** Start Material to process **
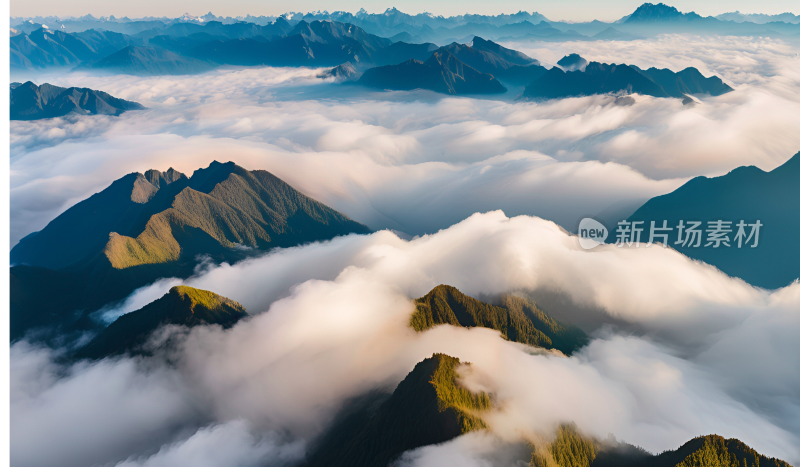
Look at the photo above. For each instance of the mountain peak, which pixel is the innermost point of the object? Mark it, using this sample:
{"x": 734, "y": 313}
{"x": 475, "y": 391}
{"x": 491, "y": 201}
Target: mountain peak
{"x": 659, "y": 12}
{"x": 517, "y": 319}
{"x": 182, "y": 305}
{"x": 573, "y": 62}
{"x": 157, "y": 178}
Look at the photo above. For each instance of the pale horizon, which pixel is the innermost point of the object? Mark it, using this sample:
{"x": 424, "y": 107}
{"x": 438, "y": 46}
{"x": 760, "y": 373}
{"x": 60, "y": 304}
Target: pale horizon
{"x": 570, "y": 11}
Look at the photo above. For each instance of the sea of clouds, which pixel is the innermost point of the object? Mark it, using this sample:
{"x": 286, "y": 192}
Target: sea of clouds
{"x": 417, "y": 162}
{"x": 704, "y": 353}
{"x": 691, "y": 350}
** End Material to process **
Copy all of the data above word for word, but leave the picture out.

Look at the photo above. For each instance of the mountain peak, which pixel is the innermost point of the object? Mark it, using this sample:
{"x": 734, "y": 313}
{"x": 475, "y": 391}
{"x": 491, "y": 201}
Target: mountain peak
{"x": 659, "y": 12}
{"x": 517, "y": 319}
{"x": 182, "y": 305}
{"x": 573, "y": 62}
{"x": 157, "y": 178}
Look at the photo above. For each instance of the pale horizon, which pixel is the innermost point of the object? Mark it, using this sample:
{"x": 424, "y": 107}
{"x": 438, "y": 46}
{"x": 760, "y": 373}
{"x": 60, "y": 304}
Target: pale horizon
{"x": 570, "y": 11}
Look at the photo above. For each instance of the sea of clouds, which pixel is the innermost point of the object? Mark it, using this sample:
{"x": 286, "y": 192}
Target: sea of clouds
{"x": 417, "y": 162}
{"x": 704, "y": 353}
{"x": 691, "y": 350}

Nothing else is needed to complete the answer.